Copy every entry exactly as it stands, though any image it holds should stay out of the copy.
BEGIN Input data
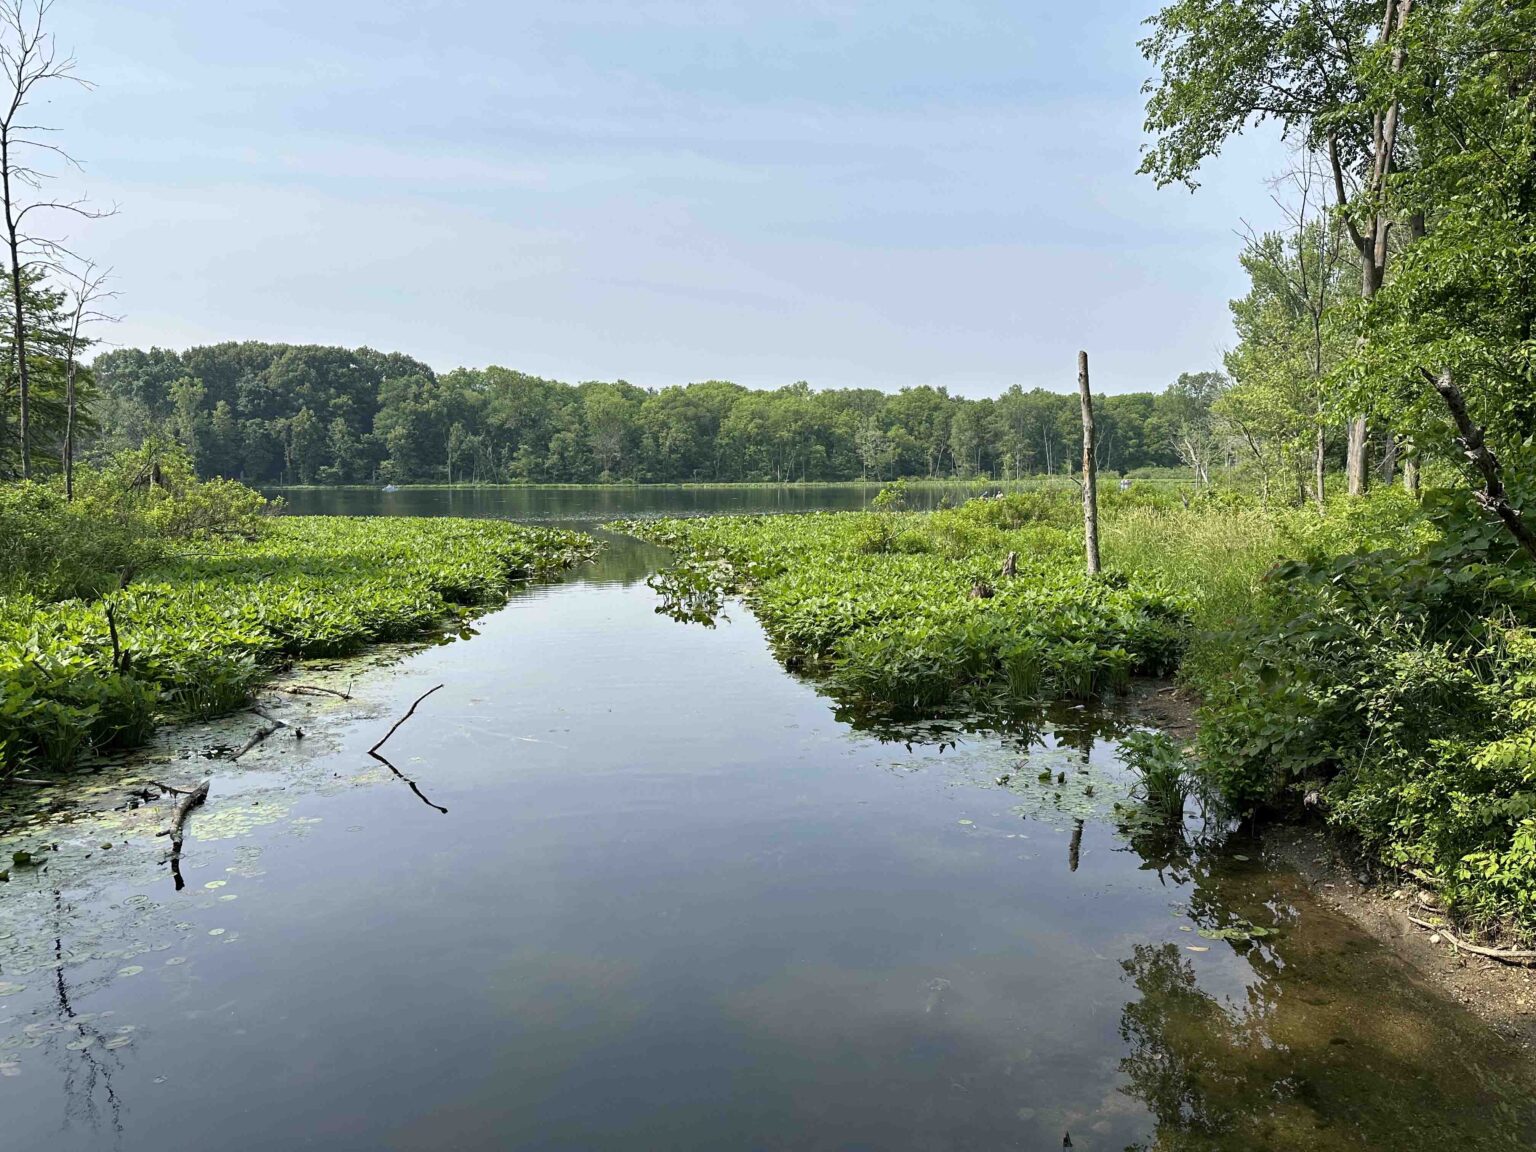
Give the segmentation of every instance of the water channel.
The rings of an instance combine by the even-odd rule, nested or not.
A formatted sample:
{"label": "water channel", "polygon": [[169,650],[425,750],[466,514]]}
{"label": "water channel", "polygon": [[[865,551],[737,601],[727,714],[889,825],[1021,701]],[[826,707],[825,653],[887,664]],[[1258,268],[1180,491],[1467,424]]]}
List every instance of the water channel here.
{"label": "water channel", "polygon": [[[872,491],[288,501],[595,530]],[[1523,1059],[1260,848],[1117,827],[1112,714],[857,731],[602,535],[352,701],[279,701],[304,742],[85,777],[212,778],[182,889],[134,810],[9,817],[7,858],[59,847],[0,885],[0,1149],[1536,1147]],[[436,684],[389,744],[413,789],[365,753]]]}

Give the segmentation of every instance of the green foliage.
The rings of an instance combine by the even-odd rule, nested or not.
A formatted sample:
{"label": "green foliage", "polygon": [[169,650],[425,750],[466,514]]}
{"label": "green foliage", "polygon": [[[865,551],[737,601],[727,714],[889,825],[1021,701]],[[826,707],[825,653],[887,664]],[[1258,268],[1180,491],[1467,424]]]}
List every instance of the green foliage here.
END Input data
● Exercise answer:
Give the segmentation of every instance of the water channel.
The rings of an instance combine by the even-odd rule, nested or not.
A formatted sample:
{"label": "water channel", "polygon": [[169,650],[425,750],[466,514]]}
{"label": "water channel", "polygon": [[[865,551],[737,601],[727,714],[889,825],[1021,701]],[[826,707],[825,653],[887,664]],[[1258,268],[1180,491],[1467,424]]]}
List every instance of the water channel here.
{"label": "water channel", "polygon": [[[872,491],[288,501],[595,530]],[[1523,1059],[1260,848],[1117,827],[1112,714],[857,731],[602,535],[352,701],[279,701],[304,742],[85,777],[212,778],[182,889],[134,810],[9,817],[7,858],[59,847],[0,885],[0,1149],[1536,1147]],[[436,684],[389,744],[413,789],[365,753]]]}

Give the segmentation of every instance of the green foliage.
The rings of an instance combine by the even-odd rule, nested or not.
A formatted sample:
{"label": "green foliage", "polygon": [[169,650],[425,750],[466,514]]}
{"label": "green foliage", "polygon": [[[865,551],[737,601],[727,714],[889,825],[1021,701]],[[826,707],[825,653],[887,664]],[[1258,268],[1180,491],[1467,424]]]}
List every instance of the green foliage here.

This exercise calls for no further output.